Tasks for this exercise:
1. Print the part of the passage on Saakashvili's citizenship starting at "It is more likely, that" and ending at "the former President.".
2. Condense the paragraph of the passage on Saakashvili's citizenship that begins "The decision of Georgian President Giorgi Margvelashvili" into a shorter version that keeps its main facts.
3. Name every person mentioned by name in the passage on Saakashvili's citizenship.

Given passage:
========================================================================

The decision of Georgian President Giorgi Margvelashvili to strip former President Mikhail Saakashvili of his citizenship can only be understood in the broader context of Georgian politics, both with regards to events during the 2012 election and to the political journey of Saakashvili during the time since his party’s defeat at the hands of the Georgian Dream (GD) in 2012. In 2012, GD leader Bidzina Ivanishvili was controversially stripped of his citzenship by Saakashvili because he, Ivanishvili, also held French citizenship. Thus, there is precedent for this kind of thing in recent Georgian political life. However, it is very unlikely President Margvelashvili made this decision because he wanted to even the score between the two former political rivals. Margvelashvili, as most people know, has been feuding with Ivanishvili almost since becoming president, so it is not likely loyalty to his former political patron was behind Margvelashvili’s decision.
It is more likely, that the current President’s reasons for stripping his predecessor’s citizenship are the ones that Margvelashvili has stated. “From the political point of view, the fact that Saakashvili said no to Georgian citizenship deserves to be assessed toughly – by doing so Georgia’s former president has actually insulted the presidency, as well as our country.” This statement by Margvelashvili concedes that his decision was a political one, but driving that decision was Saakashvili’s willingness to quickly take on Ukrainian citizenship, and unilaterally renounce his Georgian citizenship, so that he could take new job. President Margvelashvili’s decision to strip Saakashvili of his citizenship is, in also many respects, a minor act, more formalizing Saakashvili’s choices than aggressively seeking to restrict the former President.

========================================================================

Information supplied:

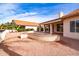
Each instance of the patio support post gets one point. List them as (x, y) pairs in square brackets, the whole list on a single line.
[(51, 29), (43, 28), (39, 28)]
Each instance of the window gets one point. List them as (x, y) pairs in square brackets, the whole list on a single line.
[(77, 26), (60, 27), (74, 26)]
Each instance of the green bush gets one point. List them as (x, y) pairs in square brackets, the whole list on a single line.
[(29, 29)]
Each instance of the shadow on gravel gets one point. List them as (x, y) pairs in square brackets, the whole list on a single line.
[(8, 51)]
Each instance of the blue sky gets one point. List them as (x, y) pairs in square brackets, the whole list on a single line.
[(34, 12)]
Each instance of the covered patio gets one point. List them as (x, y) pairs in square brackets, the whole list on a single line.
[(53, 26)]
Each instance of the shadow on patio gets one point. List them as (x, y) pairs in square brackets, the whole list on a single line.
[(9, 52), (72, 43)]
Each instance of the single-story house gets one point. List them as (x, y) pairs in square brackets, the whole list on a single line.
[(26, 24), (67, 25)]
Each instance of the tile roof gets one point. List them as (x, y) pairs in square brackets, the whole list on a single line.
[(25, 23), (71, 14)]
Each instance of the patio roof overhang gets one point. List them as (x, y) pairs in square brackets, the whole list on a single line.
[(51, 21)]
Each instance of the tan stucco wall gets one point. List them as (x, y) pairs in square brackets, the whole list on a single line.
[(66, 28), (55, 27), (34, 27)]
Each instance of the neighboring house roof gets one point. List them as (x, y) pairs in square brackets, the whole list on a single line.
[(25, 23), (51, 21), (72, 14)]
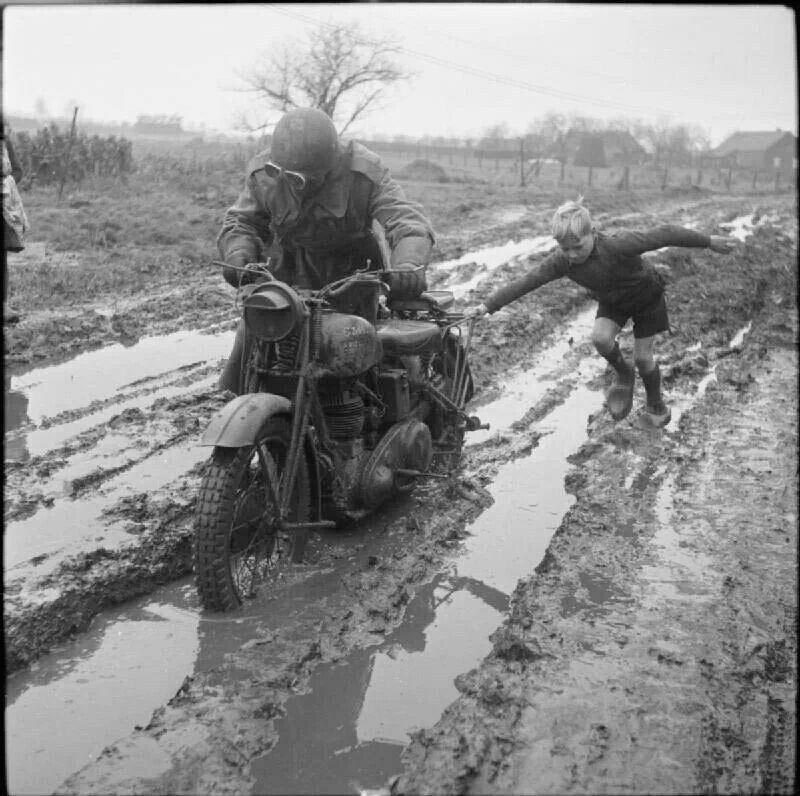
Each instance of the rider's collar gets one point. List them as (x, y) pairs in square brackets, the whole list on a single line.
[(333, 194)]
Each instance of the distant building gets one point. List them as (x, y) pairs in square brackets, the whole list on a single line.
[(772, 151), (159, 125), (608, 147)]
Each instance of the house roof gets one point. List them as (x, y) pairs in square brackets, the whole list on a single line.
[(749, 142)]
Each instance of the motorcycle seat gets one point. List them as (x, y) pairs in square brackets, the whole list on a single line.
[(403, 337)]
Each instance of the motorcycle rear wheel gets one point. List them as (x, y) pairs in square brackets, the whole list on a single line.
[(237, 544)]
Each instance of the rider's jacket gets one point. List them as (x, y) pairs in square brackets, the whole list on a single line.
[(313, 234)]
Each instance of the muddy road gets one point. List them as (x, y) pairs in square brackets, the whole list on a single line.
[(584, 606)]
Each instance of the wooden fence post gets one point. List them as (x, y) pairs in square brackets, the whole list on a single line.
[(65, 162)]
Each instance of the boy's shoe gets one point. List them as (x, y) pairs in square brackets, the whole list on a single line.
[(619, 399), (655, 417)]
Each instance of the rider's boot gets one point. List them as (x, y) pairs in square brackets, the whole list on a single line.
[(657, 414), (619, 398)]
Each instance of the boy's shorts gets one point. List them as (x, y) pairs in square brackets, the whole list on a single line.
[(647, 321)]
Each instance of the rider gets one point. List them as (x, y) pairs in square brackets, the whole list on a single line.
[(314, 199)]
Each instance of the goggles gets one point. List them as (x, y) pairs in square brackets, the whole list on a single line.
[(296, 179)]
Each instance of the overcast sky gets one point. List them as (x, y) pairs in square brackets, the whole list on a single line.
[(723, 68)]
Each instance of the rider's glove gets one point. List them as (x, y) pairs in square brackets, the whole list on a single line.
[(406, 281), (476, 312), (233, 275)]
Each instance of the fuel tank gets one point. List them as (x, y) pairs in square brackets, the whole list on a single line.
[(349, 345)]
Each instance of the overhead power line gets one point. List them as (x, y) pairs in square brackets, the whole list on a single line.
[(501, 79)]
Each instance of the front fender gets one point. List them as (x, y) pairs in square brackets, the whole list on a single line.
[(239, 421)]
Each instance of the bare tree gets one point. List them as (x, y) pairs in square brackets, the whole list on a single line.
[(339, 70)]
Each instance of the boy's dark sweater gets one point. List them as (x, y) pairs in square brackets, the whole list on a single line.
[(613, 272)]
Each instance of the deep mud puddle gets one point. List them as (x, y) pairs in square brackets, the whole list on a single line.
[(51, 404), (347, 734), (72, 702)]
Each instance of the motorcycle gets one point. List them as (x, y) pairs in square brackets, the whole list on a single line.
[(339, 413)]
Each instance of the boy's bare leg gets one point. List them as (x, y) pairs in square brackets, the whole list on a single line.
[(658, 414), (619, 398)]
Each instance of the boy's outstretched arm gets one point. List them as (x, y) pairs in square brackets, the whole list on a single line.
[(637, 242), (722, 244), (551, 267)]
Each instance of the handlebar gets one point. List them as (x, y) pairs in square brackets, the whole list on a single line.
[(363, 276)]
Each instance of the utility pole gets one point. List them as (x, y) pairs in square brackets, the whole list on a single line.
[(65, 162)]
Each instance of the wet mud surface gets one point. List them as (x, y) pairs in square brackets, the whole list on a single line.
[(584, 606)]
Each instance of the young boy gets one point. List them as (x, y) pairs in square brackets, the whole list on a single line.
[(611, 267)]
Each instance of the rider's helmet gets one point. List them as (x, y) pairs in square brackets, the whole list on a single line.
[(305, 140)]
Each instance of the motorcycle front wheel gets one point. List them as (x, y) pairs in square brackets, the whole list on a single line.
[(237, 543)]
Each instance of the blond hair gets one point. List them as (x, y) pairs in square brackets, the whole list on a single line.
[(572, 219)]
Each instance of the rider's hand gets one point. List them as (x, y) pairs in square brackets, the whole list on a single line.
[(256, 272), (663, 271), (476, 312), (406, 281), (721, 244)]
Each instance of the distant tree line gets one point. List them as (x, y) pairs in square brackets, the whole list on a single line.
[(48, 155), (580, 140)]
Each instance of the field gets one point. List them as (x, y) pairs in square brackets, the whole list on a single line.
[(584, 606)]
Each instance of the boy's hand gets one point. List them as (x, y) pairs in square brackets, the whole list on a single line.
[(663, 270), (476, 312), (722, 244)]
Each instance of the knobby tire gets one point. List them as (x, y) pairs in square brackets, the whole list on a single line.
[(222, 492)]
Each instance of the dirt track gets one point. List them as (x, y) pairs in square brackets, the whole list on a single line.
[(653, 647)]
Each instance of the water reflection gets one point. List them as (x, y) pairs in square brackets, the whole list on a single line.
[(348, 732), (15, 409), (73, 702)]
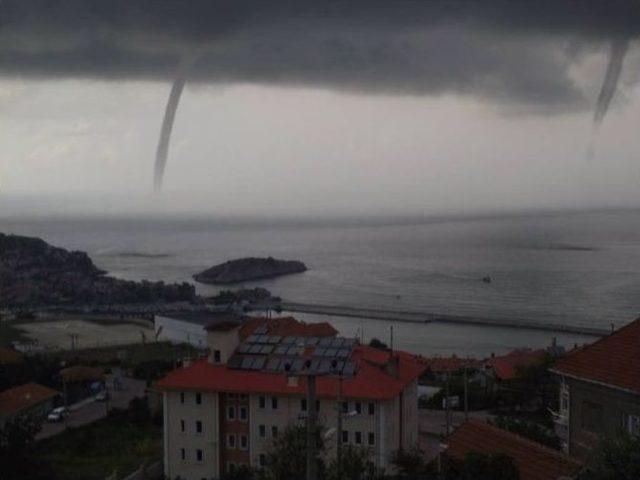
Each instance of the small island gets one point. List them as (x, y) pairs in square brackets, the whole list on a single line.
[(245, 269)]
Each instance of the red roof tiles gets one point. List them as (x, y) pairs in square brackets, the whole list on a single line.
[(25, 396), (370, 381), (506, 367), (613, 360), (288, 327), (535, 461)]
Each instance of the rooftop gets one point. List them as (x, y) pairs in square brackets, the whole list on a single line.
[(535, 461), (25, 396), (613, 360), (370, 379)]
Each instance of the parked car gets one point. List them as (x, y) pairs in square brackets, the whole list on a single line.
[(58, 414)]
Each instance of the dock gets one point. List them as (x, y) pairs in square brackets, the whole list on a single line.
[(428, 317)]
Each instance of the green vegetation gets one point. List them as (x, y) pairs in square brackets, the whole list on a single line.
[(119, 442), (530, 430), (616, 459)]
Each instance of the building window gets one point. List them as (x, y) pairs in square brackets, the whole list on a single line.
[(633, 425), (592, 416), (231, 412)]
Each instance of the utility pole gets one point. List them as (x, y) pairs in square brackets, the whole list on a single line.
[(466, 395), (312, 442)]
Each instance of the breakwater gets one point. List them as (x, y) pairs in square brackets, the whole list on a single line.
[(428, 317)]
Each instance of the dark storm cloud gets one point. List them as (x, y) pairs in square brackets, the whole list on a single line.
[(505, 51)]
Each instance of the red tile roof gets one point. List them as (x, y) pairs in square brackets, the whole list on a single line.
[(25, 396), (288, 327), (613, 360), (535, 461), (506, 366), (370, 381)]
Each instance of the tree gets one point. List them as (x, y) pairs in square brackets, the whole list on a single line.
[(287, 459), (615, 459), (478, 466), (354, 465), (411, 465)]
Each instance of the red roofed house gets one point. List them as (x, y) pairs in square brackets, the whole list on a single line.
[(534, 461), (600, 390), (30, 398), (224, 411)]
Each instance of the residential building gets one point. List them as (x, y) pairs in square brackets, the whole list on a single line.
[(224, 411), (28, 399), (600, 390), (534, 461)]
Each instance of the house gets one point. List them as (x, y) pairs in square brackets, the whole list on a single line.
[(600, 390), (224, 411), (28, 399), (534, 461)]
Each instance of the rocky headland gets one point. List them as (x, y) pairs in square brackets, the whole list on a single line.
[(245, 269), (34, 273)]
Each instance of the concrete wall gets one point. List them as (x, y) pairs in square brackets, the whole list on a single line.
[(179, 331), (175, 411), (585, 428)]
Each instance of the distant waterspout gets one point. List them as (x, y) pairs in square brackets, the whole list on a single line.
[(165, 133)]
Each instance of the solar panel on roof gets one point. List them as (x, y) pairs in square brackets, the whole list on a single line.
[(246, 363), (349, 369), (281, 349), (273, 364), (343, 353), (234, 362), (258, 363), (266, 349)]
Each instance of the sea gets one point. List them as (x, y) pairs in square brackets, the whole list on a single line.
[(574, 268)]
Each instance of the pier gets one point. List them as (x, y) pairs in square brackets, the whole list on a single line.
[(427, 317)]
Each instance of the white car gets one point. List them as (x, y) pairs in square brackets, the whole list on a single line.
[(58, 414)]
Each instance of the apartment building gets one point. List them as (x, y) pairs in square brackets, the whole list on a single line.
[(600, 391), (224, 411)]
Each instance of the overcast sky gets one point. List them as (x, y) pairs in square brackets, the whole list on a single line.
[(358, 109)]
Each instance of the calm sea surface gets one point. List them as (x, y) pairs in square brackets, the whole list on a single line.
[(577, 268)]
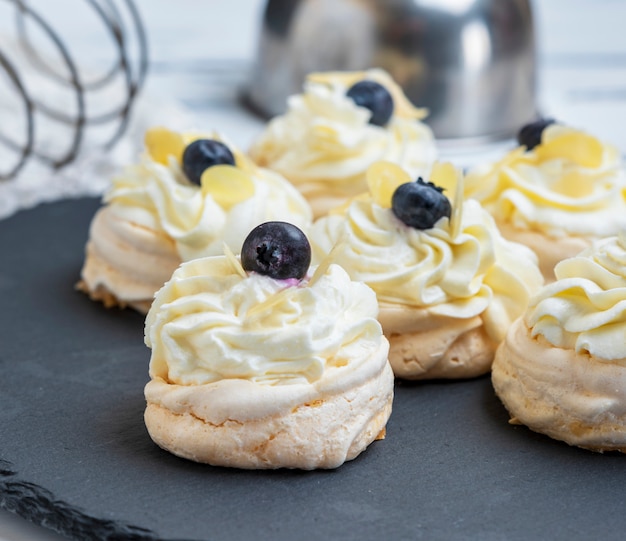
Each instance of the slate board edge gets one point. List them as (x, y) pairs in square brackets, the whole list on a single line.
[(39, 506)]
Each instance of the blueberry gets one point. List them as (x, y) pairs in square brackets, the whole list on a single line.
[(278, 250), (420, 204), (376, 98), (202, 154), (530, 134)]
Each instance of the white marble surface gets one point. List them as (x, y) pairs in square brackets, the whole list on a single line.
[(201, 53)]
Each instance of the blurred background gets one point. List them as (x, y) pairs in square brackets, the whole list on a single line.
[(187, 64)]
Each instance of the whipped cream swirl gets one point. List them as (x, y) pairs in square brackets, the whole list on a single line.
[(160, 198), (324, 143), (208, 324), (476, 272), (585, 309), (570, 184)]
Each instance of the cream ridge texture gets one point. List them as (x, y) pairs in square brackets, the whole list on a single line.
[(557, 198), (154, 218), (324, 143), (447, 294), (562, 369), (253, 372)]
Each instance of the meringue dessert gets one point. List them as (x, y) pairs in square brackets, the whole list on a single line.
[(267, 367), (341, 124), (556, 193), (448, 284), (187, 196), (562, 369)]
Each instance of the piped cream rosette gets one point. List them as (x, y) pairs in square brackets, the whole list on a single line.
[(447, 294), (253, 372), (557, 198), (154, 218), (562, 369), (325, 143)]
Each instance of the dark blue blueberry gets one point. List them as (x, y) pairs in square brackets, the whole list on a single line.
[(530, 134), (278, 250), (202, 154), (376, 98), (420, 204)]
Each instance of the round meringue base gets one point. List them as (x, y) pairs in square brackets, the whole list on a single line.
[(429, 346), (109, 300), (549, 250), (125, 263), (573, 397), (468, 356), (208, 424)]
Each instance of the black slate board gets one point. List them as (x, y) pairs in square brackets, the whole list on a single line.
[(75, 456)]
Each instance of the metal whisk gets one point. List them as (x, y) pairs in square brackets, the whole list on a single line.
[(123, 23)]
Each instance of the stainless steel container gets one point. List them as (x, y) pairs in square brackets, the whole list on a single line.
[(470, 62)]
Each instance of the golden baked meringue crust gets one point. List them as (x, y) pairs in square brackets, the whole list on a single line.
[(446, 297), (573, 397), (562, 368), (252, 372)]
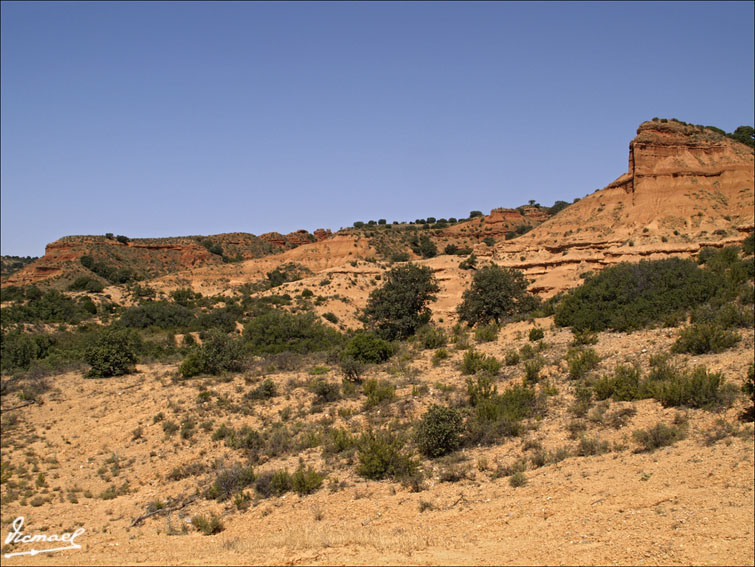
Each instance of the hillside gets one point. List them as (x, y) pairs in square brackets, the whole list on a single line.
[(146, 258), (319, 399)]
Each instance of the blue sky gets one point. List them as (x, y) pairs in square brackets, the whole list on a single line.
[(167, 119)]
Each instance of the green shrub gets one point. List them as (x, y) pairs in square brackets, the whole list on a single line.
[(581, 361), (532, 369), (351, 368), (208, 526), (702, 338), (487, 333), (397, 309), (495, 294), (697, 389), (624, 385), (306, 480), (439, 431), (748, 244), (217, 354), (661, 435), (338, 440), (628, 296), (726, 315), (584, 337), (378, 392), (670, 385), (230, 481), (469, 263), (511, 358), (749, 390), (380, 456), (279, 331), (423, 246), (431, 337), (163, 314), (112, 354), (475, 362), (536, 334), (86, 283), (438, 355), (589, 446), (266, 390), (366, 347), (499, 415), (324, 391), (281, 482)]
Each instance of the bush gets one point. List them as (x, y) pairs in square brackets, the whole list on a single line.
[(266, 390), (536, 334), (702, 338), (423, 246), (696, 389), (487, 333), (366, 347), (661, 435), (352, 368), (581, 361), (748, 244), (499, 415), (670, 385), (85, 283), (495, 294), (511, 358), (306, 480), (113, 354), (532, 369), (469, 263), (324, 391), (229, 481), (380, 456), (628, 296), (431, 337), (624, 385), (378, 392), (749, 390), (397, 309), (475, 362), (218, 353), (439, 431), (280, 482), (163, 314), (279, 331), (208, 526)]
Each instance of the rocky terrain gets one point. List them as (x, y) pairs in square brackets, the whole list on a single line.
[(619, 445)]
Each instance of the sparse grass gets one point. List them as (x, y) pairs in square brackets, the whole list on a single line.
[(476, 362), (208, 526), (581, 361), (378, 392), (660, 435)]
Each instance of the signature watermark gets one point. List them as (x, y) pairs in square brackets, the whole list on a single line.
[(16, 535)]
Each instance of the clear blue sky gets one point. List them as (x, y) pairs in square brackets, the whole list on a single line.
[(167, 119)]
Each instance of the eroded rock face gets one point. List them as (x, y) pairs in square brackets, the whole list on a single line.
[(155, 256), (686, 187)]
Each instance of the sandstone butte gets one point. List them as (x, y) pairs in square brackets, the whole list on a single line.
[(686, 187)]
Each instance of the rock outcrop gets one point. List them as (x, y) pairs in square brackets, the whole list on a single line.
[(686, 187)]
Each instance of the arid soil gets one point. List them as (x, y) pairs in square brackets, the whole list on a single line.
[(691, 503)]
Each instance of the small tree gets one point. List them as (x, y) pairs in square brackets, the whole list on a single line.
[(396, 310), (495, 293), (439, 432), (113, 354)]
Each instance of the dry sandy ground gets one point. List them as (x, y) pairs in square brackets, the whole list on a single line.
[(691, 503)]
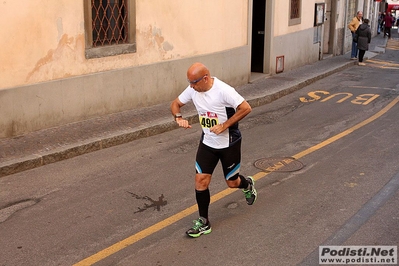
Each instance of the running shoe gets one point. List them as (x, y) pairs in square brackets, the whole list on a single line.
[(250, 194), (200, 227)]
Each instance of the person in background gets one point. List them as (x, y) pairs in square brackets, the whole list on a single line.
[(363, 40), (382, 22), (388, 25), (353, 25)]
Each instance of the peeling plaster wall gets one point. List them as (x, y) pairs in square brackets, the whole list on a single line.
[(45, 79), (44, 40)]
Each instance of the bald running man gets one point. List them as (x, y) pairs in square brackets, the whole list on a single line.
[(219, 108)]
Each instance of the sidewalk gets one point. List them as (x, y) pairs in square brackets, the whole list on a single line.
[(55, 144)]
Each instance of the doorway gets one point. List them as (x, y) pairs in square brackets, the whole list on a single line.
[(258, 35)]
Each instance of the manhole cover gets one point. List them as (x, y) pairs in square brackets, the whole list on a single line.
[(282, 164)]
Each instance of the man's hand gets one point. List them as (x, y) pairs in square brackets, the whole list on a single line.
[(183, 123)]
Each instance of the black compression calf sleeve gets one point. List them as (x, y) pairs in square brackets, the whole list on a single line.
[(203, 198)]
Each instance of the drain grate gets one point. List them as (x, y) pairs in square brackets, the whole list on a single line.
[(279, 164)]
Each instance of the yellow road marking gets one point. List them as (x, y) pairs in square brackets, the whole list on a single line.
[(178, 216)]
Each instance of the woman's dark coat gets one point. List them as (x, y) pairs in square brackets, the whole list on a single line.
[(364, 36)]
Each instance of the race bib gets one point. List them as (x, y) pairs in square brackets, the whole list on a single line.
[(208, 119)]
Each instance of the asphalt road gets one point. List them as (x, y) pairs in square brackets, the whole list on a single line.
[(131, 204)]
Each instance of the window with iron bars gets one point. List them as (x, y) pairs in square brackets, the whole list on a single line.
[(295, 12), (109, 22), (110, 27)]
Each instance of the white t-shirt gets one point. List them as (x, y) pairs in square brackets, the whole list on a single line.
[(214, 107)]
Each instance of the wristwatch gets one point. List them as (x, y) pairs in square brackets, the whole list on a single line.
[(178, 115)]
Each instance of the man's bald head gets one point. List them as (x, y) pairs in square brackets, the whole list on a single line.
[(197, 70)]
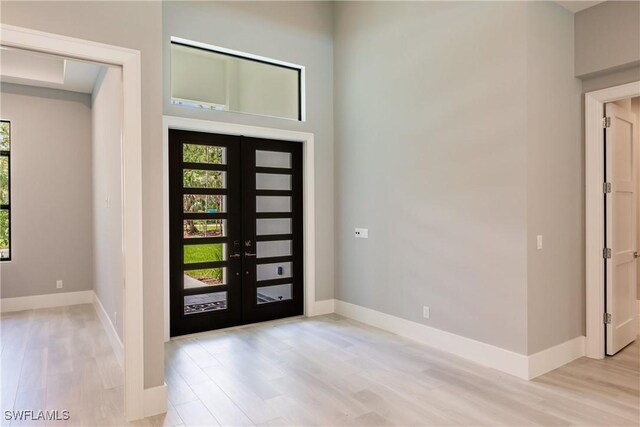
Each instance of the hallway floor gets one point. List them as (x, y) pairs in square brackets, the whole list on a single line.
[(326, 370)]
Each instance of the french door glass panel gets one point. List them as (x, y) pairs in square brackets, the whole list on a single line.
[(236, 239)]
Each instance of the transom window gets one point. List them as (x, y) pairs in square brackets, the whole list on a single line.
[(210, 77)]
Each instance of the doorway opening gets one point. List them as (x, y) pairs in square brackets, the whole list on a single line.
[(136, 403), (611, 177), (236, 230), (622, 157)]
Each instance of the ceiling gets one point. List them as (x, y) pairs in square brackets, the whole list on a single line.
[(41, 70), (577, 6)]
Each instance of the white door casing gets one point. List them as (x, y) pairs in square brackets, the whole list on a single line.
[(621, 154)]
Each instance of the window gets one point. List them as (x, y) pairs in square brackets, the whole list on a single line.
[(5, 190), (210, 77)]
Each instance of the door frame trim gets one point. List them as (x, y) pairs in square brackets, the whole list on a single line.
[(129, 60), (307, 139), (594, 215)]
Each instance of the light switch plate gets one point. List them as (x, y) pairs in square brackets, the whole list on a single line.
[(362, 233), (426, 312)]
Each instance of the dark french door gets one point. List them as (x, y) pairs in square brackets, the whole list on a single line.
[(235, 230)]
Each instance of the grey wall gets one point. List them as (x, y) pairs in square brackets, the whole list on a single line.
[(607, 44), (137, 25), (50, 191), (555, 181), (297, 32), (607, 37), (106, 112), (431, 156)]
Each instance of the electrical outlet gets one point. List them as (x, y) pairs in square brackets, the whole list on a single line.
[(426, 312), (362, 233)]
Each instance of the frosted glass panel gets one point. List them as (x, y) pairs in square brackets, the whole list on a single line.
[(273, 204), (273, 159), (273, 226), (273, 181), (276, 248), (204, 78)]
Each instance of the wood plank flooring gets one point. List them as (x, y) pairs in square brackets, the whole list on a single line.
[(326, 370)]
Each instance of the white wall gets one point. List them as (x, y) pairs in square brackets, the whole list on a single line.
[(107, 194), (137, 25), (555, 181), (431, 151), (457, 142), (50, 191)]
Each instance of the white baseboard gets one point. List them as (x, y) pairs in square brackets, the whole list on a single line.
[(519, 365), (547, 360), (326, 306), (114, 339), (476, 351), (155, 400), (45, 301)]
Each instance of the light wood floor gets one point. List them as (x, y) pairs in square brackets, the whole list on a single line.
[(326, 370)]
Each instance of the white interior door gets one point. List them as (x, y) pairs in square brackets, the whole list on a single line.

========================================================================

Problem solutions:
1.
It is more likely, that the current President’s reasons for stripping his predecessor’s citizenship are the ones that Margvelashvili has stated. “From the political point of view, the fact that Saakashvili said no to Georgian citizenship deserves to be assessed toughly – by doing so Georgia’s former president has actually insulted the presidency, as well as our country.” This statement by Margvelashvili concedes that his decision was a political one, but driving that decision was Saakashvili’s willingness to quickly take on Ukrainian citizenship, and unilaterally renounce his Georgian citizenship, so that he could take new job. President Margvelashvili’s decision to strip Saakashvili of his citizenship is, in also many respects, a minor act, more formalizing Saakashvili’s choices than aggressively seeking to restrict the former President.

2. President Giorgi Margvelashvili's decision to strip former President Mikhail Saakashvili of his citizenship must be seen in the context of Georgian politics. That context includes the 2012 election and Saakashvili's path since his party lost to Georgian Dream (GD) that year. In 2012, Saakashvili controversially stripped GD leader Bidzina Ivanishvili of his citizenship because Ivanishvili also held French citizenship, so there is precedent. Still, Margvelashvili probably did not act to even the score between the two former rivals. He has feuded with Ivanishvili, his former political patron, almost since becoming president.

3.
- Giorgi Margvelashvili
- Mikhail Saakashvili
- Bidzina Ivanishvili